TAREFAS:
[A] Segundo o acórdão, quem é o relator do processo?
[B] Nas linhas de dados, copie sem alterações o trecho que começa na linha que contém "A rule for this batch: each instance of the beige" e termina na linha que contém "column 82, row 127", incluindo ambas.

EXCERTO:

= = = =

Acórdão do Supremo Tribunal de Justiça
Processo:
297/13.6TTTMR.E1.S1
Nº Convencional: 4ª SECÇÃO
Relator: GONÇALVES ROCHA
Descritores: ALEGAÇÕES
CONCLUSÕES COMPLEXAS
Data do Acordão: 04/06/2017
Votação: UNANIMIDADE
Texto Integral: S
Privacidade: 1
Meio Processual: REVISTA
Decisão: CONCEDIDA
Área Temática:
DIREITO PROCESSUAL CIVIL - PROCESSO DE DECLARAÇÃO / RECURSOS / DELIMITAÇÃO DO RECURSO / ÓNUS DO RECORRENTE / ALEGAÇÕES DE RECURSO.
Doutrina:
- Jacinto Rodrigues Bastos, Notas ao Código de Processo Civil, volume III, Lisboa, 1972, 299.
Legislação Nacional:
CÓDIGO DE PROCESSO CIVIL (CPC): - ARTIGOS 635.º, N.º 3, 639.º, N.ºS 1, 2 E 3, 641.º, N.º 2, ALÍNEA B).
Jurisprudência Nacional:
ACÓRDÃO DO SUPREMO TRIBUNAL:

-DE 9-07-2015, PROCESSO N.º 818/07.3TBAMD.L1.S1 - 2.ª SECÇÃO.

= = = =

[Dados recolhidos]
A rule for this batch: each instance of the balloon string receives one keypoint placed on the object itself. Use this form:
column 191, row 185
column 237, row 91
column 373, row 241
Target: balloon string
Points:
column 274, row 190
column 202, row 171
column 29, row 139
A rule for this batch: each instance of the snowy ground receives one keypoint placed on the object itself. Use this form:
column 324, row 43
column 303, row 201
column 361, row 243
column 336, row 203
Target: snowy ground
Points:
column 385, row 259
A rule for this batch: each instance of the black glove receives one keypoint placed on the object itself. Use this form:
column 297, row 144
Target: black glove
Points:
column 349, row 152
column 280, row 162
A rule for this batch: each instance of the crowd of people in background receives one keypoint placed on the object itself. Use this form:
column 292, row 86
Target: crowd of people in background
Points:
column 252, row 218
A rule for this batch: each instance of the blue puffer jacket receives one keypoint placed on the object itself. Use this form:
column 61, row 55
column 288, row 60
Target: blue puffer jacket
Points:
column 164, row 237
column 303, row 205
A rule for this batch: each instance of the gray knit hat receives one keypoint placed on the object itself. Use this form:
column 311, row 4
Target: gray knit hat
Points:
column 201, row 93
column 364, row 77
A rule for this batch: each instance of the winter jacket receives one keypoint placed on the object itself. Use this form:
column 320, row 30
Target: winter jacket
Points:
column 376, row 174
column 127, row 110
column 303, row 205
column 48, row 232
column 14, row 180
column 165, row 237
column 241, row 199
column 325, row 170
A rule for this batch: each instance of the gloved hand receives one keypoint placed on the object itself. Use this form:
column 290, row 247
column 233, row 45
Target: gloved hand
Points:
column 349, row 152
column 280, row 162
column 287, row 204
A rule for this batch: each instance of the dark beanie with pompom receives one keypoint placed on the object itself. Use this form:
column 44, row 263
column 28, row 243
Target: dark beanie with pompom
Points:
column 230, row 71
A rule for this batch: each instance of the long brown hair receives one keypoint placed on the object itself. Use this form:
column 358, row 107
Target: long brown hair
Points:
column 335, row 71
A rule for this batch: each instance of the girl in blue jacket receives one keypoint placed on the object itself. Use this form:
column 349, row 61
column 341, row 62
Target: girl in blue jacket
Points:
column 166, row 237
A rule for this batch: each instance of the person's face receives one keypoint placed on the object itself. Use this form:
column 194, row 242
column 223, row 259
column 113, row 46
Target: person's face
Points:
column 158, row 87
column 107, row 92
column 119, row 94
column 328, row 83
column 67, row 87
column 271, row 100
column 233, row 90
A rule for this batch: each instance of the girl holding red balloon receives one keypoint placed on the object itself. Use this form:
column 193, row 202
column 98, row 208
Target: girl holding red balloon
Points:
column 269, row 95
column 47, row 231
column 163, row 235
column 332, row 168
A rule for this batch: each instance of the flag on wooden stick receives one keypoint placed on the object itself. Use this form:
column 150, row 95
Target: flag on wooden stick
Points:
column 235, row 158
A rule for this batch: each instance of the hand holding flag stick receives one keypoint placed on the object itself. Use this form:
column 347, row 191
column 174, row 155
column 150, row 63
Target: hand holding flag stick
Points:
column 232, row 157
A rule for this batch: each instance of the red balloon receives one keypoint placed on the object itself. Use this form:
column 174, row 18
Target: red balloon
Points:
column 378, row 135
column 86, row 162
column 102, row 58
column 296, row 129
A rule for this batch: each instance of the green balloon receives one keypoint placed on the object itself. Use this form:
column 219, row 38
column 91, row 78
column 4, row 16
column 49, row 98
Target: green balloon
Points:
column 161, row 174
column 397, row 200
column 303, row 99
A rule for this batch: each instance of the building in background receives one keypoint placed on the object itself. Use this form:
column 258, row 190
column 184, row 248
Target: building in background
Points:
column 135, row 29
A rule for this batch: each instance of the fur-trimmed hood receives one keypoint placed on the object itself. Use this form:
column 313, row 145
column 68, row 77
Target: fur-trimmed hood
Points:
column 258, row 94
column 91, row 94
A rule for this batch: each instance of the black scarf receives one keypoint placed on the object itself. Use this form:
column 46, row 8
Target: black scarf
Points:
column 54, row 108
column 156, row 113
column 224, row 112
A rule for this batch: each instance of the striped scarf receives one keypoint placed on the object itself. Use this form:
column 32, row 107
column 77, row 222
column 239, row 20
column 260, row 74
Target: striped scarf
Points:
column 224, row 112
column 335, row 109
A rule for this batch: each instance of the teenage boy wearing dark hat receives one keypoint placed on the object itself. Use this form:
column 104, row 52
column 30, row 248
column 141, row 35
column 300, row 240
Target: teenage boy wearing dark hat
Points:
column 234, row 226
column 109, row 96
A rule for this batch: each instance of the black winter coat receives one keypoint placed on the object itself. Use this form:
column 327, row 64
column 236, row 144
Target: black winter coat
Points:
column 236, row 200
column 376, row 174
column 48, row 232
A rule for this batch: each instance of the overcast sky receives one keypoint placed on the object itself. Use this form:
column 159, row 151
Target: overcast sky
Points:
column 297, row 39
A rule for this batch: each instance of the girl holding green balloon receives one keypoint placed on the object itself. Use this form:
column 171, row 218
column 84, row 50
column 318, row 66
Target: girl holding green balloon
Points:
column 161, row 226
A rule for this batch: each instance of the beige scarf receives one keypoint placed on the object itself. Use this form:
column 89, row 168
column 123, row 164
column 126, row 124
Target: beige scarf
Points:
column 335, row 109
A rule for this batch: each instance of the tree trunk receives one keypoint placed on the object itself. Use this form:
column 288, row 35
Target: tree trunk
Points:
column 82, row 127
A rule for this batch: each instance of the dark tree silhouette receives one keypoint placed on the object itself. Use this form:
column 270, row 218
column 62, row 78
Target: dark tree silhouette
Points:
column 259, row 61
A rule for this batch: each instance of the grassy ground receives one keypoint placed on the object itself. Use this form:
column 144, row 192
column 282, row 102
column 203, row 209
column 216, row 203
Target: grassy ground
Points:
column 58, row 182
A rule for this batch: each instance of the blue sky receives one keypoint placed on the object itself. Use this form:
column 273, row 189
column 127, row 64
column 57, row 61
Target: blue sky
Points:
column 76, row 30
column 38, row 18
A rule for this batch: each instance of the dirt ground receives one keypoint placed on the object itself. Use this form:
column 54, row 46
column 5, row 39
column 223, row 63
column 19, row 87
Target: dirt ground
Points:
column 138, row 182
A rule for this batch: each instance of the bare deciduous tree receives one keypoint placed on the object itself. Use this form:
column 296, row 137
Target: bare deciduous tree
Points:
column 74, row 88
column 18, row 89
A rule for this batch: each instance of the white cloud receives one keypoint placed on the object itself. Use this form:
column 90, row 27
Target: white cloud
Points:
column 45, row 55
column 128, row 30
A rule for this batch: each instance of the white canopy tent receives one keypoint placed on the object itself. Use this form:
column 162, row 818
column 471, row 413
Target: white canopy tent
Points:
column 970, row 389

= = = =

RESPOSTAS:
[A] Gonçalves Rocha.

[B]
A rule for this batch: each instance of the beige scarf receives one keypoint placed on the object itself. Use this form:
column 89, row 168
column 123, row 164
column 126, row 124
Target: beige scarf
Points:
column 335, row 109
A rule for this batch: each instance of the tree trunk receives one keypoint placed on the object itself. Use this form:
column 288, row 35
Target: tree trunk
Points:
column 82, row 127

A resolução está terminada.